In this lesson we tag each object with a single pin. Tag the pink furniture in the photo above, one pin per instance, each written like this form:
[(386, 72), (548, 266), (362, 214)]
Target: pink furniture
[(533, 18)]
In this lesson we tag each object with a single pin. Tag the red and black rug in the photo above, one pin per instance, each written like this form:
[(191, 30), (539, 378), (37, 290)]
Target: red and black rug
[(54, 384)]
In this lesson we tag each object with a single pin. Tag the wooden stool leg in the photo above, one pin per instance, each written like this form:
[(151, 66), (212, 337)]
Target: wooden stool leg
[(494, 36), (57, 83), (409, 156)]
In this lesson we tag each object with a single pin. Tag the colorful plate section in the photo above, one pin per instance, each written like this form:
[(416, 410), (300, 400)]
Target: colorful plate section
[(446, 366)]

----

### Task to carry out
Copy out every line of the entries above verbatim, without changing anything.

### Task answer
In this lesson we tag each object with a single pin. Tag the pink furniture in the photo above, one pin per instance, each written like this form:
[(386, 72), (548, 266), (362, 214)]
Target: pink furniture
[(533, 18)]
In this lesson we tag each object with a single pin. Tag the red and black rug in the photo above, one pin per instance, each written like this form:
[(191, 30), (539, 378), (37, 290)]
Target: red and black rug
[(54, 384)]
In this lesson we tag each object with a single pin. Tag the wooden stool leg in the photo above, one pin per instance, each written like this form:
[(151, 66), (212, 337)]
Target: wooden stool leg
[(494, 36), (57, 83), (409, 156)]
In this lesson we tag each object with a single pin. Tag the colorful plate section in the photo above, one pin per instance, each written like this form:
[(416, 410), (300, 400)]
Target: colorful plate section
[(446, 366)]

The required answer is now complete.